◆ **Passage provided**
Citigroup’s notes on Fidelity multifactor yield index 5% to premiere new rules-based index

By Emma Trincal

New York, Feb. 8 – Citigroup Global Markets Holdings Inc.’s 0% notes due Feb. 28, 2028 linked to the Fidelity Multifactor Yield index 5% ER introduces in a structured note this underlying index launched in December 2019, according to data compiled by Prospect News.

No other notes registered with the Securities and Exchange Commission have used this underlying before, the data showed.

The Fidelity multifactor yield index 5% ER index seeks to maximize risk-adjusted dividend yield while targeting a 5% volatility, according to Fidelity Product Services LLC, the index sponsor. The rules-based index allocates between 10-year Treasuries and cash to account for potential changes in interest rates, then adjusts allocation of the equity component daily with a goal to meet a 5% volatility target.

The payout of the notes at maturity will be par plus at least 100% of any index gain, according to a 424B2 filing with the Securities and Exchange Commission. The exact participation rate will be determined at pricing.

If the index falls, the payout will be par.

Value protection

Kirk Chisholm, wealth manager and principal at Innovative Advisory Group, said that notes offering full principal protection against market declines are welcome at this stage of the longest bull market in history.

“The index reduces the volatility of the portfolio by cutting the equity exposure when volatility increases. If the market sells off, that’s exactly what you want. You want to be protected. So, having 100% of principal-protection is certainly a good thing,” he said.

“We are in a bubble. It doesn’t mean the market can’t continue to go up for some time. Maybe we have another two years left in this bull market.”

Opportunity cost

A shorter duration would have been preferable, he said, even though it is very difficult to price total protection on shorter-dated notes given how low interest rates are at this time.

“In seven years, we will already have seen a recession,” he said.

The length of time of the notes is “potentially problematic” because investors may miss some of the high returns accompanying a recovery after a recession, he noted.

“Worst-case scenario with the note, you get your money back. But it could also lower your return potential. The downside here is the opportunity cost.”

Portfolio structure

The risk section of the prospectus warned that the main risk of the index was indeed low returns because of the volatility control feature of the index, which will increase exposure to cash and Treasuries when the volatility rises. As a result, the index is likely to “significantly underperform” during an equity bull market, according to the prospectus.

The index allocates automatically between equity, the 10-year treasury and cash with daily rebalancing.

The equity and fixed income combined have to show a realized volatility below 5%; otherwise, more has to be allocated to cash.

In addition, the weight for respective equity and fixed income has to be in inverse proportion to their respective realized volatilities. If the equity bucket is four times more volatile than the fixed income bucket for instance, then 80% of the portfolio will go to fixed income and only 20% to equity.

◆ **Prompt 1**
Rescale only the part of the listing between the line containing "Locate every instance of the bed frame" and the end of the listing, inclusive. Write those lines again with the requests included, multiply every point coordinate by 2.3 and round it to a whole number with halves rounding up, and leave out the pictures.

◆ **Pointing dataset records**
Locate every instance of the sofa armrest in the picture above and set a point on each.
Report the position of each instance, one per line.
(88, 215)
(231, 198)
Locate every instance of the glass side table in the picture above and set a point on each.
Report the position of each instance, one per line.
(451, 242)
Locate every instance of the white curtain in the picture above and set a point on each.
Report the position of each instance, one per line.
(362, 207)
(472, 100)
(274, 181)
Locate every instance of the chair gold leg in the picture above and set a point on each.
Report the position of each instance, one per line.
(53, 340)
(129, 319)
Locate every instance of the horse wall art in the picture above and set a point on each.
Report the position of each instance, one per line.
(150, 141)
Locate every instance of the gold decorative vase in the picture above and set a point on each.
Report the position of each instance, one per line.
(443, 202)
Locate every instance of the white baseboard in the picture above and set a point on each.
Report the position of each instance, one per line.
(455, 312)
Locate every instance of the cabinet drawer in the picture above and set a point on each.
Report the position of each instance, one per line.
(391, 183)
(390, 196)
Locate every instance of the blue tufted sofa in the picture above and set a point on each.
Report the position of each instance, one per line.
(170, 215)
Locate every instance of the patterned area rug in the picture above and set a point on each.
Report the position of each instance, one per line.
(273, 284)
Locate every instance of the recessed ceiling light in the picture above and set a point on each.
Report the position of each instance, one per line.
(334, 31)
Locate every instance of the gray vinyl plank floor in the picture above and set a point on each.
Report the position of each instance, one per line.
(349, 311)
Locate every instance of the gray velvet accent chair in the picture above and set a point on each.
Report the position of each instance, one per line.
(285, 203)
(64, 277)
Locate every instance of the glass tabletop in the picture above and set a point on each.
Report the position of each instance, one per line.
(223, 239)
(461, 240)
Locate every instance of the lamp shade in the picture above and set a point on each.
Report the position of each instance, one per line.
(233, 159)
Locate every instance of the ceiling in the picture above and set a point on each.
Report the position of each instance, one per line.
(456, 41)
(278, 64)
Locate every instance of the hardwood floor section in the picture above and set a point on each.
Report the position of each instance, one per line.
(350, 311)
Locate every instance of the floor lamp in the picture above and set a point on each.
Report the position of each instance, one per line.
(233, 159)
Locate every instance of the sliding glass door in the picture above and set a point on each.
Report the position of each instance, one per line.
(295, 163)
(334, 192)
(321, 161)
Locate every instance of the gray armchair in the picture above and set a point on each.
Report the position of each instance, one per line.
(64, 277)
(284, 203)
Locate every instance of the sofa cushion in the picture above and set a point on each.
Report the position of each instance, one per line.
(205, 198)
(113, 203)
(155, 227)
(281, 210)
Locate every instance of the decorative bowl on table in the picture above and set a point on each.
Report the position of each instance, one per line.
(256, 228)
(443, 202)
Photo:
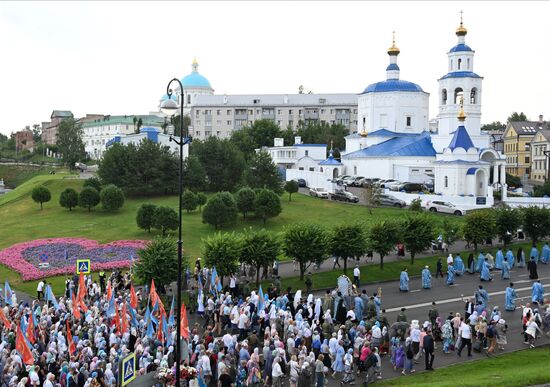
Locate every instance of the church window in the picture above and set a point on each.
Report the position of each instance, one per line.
(458, 95)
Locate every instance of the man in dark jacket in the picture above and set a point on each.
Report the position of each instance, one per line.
(428, 343)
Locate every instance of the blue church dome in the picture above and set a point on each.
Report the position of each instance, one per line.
(393, 85)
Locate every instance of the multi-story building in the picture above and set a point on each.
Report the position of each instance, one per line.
(517, 140)
(97, 132)
(220, 115)
(540, 155)
(50, 129)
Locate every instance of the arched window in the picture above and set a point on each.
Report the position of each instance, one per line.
(473, 96)
(459, 93)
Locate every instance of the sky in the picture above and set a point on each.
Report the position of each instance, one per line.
(117, 57)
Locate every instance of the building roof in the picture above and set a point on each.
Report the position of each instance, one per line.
(393, 85)
(419, 145)
(461, 139)
(238, 100)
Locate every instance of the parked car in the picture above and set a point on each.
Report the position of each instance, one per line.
(318, 192)
(390, 200)
(344, 196)
(445, 207)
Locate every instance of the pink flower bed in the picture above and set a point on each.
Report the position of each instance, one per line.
(62, 254)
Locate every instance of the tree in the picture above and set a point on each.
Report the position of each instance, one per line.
(88, 198)
(507, 221)
(220, 210)
(201, 200)
(383, 237)
(291, 187)
(245, 199)
(165, 219)
(306, 243)
(68, 199)
(158, 261)
(189, 200)
(479, 226)
(112, 197)
(145, 216)
(93, 182)
(515, 116)
(347, 241)
(69, 141)
(41, 195)
(263, 173)
(267, 204)
(536, 222)
(417, 233)
(223, 251)
(260, 248)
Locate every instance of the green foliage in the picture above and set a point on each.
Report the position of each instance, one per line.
(263, 173)
(189, 200)
(306, 243)
(479, 226)
(259, 249)
(348, 241)
(383, 237)
(223, 251)
(291, 187)
(267, 204)
(88, 198)
(41, 195)
(68, 198)
(146, 169)
(158, 261)
(93, 182)
(220, 210)
(507, 222)
(417, 233)
(222, 161)
(245, 199)
(112, 198)
(69, 141)
(165, 219)
(145, 216)
(536, 222)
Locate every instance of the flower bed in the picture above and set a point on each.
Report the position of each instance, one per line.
(61, 255)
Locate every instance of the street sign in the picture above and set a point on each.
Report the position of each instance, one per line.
(83, 266)
(128, 369)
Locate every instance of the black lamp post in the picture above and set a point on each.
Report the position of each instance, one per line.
(170, 107)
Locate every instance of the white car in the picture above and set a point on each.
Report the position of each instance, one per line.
(444, 207)
(319, 193)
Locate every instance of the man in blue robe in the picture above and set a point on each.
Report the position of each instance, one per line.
(498, 260)
(450, 275)
(426, 278)
(538, 293)
(545, 257)
(505, 274)
(404, 281)
(459, 265)
(485, 275)
(511, 298)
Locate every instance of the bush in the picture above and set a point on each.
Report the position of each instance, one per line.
(41, 195)
(88, 198)
(68, 199)
(112, 198)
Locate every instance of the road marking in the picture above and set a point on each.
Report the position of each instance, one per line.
(450, 300)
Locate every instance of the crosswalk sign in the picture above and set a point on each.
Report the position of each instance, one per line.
(83, 266)
(128, 366)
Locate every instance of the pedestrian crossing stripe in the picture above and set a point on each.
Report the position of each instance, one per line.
(83, 266)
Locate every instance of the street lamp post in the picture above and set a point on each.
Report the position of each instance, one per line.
(170, 107)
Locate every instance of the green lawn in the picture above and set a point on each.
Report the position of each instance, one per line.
(522, 368)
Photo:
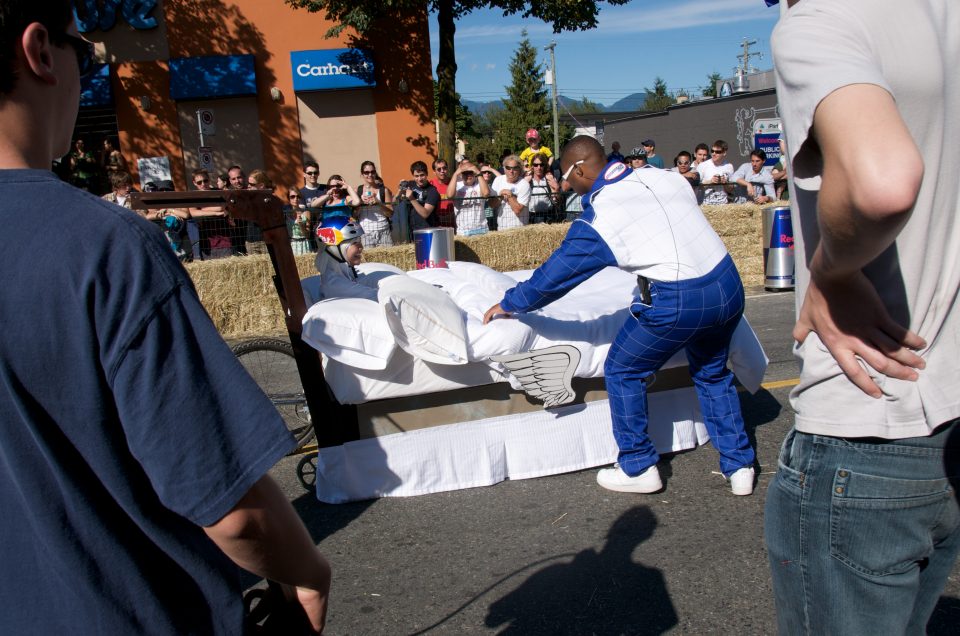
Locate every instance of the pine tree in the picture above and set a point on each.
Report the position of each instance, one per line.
(361, 15)
(526, 105)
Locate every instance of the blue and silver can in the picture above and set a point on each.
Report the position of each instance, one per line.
(778, 258)
(433, 247)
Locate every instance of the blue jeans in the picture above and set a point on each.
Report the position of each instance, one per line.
(862, 533)
(700, 315)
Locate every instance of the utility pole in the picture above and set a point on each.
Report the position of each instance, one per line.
(744, 57)
(553, 82)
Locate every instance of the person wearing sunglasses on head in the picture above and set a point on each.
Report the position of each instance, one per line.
(716, 175)
(213, 240)
(375, 211)
(543, 188)
(298, 222)
(121, 513)
(510, 195)
(469, 193)
(534, 147)
(312, 188)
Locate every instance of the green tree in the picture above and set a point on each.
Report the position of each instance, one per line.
(526, 104)
(362, 15)
(710, 90)
(463, 119)
(658, 99)
(585, 106)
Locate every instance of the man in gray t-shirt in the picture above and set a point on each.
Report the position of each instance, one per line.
(862, 525)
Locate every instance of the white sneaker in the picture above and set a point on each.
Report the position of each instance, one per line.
(741, 482)
(615, 479)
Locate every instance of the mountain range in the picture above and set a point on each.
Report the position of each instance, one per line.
(630, 103)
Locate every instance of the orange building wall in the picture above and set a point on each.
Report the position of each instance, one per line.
(270, 30)
(153, 132)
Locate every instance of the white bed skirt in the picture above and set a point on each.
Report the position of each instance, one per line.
(488, 451)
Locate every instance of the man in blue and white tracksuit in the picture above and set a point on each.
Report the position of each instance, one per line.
(689, 295)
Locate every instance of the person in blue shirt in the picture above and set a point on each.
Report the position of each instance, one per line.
(122, 514)
(689, 296)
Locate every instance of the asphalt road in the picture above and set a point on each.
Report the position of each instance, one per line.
(560, 555)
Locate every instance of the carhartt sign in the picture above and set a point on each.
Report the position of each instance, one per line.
(332, 69)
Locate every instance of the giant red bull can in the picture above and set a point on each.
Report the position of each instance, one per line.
(433, 247)
(778, 261)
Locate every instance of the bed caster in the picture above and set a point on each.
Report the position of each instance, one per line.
(307, 472)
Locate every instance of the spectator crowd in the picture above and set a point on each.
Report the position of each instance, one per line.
(474, 196)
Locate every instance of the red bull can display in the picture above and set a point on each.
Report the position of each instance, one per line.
(778, 263)
(433, 247)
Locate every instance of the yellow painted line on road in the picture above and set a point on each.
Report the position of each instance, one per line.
(779, 384)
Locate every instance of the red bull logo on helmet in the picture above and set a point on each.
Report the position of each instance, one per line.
(329, 235)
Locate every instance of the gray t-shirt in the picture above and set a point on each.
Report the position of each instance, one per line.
(909, 48)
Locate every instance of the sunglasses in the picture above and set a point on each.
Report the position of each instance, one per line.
(566, 175)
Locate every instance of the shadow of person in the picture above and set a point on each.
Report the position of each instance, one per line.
(595, 593)
(945, 617)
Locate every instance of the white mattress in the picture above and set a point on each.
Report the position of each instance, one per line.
(521, 445)
(487, 451)
(588, 317)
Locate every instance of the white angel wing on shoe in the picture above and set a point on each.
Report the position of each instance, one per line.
(545, 374)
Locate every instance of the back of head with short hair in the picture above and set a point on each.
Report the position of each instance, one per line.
(17, 15)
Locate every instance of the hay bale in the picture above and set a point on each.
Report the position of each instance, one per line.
(239, 294)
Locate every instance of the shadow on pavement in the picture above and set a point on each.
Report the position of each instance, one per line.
(945, 618)
(604, 592)
(758, 409)
(323, 520)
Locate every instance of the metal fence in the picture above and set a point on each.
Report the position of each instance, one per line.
(214, 237)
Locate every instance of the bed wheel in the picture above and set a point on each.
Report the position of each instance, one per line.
(307, 471)
(272, 365)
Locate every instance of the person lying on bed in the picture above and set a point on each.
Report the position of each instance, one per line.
(338, 258)
(648, 223)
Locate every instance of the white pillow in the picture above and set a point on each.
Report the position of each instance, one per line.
(312, 289)
(352, 331)
(370, 274)
(426, 322)
(489, 280)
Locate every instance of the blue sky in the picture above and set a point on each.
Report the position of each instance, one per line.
(682, 41)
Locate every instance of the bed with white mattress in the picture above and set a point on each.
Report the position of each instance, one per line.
(444, 402)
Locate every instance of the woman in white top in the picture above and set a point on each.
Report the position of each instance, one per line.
(543, 188)
(469, 193)
(375, 210)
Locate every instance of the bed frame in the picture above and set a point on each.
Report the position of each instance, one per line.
(264, 209)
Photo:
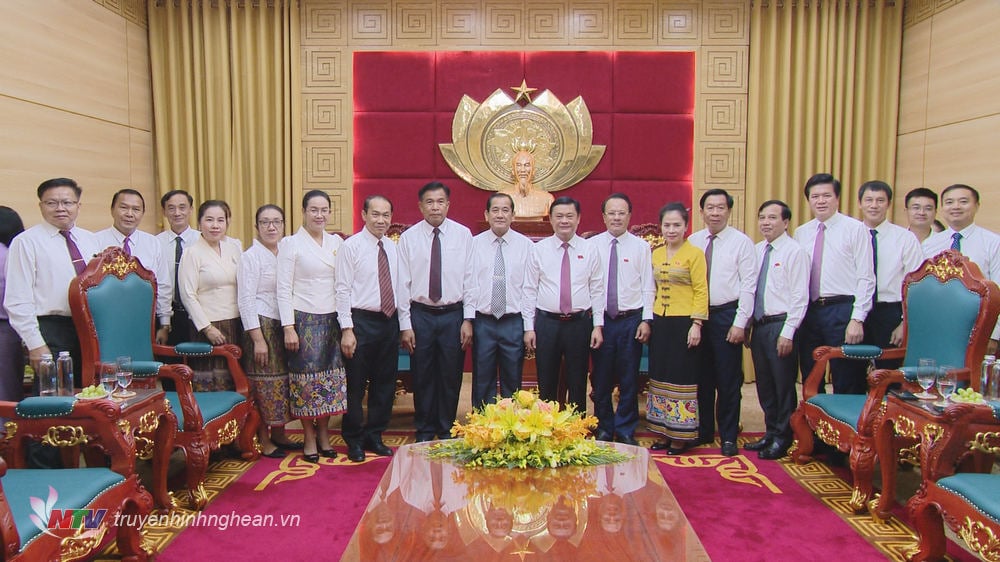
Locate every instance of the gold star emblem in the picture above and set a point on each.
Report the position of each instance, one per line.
(523, 91)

◆ **Prompt 2**
Rewrite the article on Citigroup's Fidelity-linked notes between "Kirk Chisholm, wealth" and "market in history.", inclusive, replacing "wealth manager" with "financial adviser".

◆ **Full output 1**
Locate every instance of the bed frame in the picture above and set a point on each.
Report the position of each instance, one per line.
(607, 481)
Photo:
Locate every instance of the gold star emblem in the picture above and set a point on each.
Report the position of each instance, one per line.
(1203, 209)

◆ **Full output 2**
Kirk Chisholm, financial adviser and principal at Innovative Advisory Group, said that notes offering full principal protection against market declines are welcome at this stage of the longest bull market in history.